◆ **Task details**
Please reproduce, exactly and in full, the lines running from the one that contains "Where can you spot the rear" to the end of the entries.

▼

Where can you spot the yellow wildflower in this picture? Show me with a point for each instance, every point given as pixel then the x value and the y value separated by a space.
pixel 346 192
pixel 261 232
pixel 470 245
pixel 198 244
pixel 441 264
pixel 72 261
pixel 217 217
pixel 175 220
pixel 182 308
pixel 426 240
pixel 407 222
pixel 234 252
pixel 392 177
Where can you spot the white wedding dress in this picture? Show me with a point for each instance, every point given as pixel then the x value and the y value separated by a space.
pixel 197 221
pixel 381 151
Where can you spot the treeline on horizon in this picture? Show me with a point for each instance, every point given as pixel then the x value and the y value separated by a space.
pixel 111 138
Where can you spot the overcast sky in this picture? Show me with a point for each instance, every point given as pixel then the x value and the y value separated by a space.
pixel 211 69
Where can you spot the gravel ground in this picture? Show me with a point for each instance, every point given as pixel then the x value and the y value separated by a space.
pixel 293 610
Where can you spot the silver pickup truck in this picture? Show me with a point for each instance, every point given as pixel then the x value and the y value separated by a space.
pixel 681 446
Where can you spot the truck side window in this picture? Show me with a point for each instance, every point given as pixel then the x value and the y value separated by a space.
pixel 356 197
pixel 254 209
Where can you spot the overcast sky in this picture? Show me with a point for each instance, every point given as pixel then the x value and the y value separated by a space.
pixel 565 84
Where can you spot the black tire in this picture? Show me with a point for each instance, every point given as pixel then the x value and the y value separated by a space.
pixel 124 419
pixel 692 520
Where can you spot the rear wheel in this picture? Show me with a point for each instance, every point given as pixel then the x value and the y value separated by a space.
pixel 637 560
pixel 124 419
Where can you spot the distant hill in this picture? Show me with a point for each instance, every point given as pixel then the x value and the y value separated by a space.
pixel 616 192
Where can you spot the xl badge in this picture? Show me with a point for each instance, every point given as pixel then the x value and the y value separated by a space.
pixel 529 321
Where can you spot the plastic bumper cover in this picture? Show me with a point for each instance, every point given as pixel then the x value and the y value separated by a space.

▲

◆ **Answer for the task**
Where can you spot the rear wheel in this picture? Show me with a point for each instance, every point given as pixel then the x value and the y value separated by a space.
pixel 637 560
pixel 124 419
Where can you spot the distant hill in this picture? Show me with a point for each instance, every point given as pixel then the x value and the y value separated by a space.
pixel 616 192
Where can you spot the xl badge in this picture? Show me with a point for each instance, every point given as pixel then the x value and the y value separated by a space.
pixel 529 321
Where can you spot the plastic bumper cover in this picture? Show me with a point for each instance, every point given as pixel then the x value and the y value separated by a space.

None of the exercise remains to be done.